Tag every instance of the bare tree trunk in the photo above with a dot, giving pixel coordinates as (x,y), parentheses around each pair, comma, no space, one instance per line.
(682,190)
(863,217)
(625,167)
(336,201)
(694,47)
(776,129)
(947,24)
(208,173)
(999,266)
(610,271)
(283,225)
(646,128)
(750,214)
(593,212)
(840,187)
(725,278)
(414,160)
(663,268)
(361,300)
==============================
**ASSIGNMENT**
Each line above must be retyped exactly in the response.

**SOLUTION TO THE EXERCISE**
Tag every instance of the bare tree trunk in the photo above with a dot, giving pixel coordinates as (x,y), parentheses around each pair, comma, no space, one instance per line.
(682,190)
(863,217)
(625,167)
(336,201)
(694,47)
(776,129)
(947,24)
(208,173)
(999,266)
(610,271)
(283,225)
(646,128)
(750,214)
(593,212)
(840,187)
(725,278)
(414,160)
(663,268)
(361,300)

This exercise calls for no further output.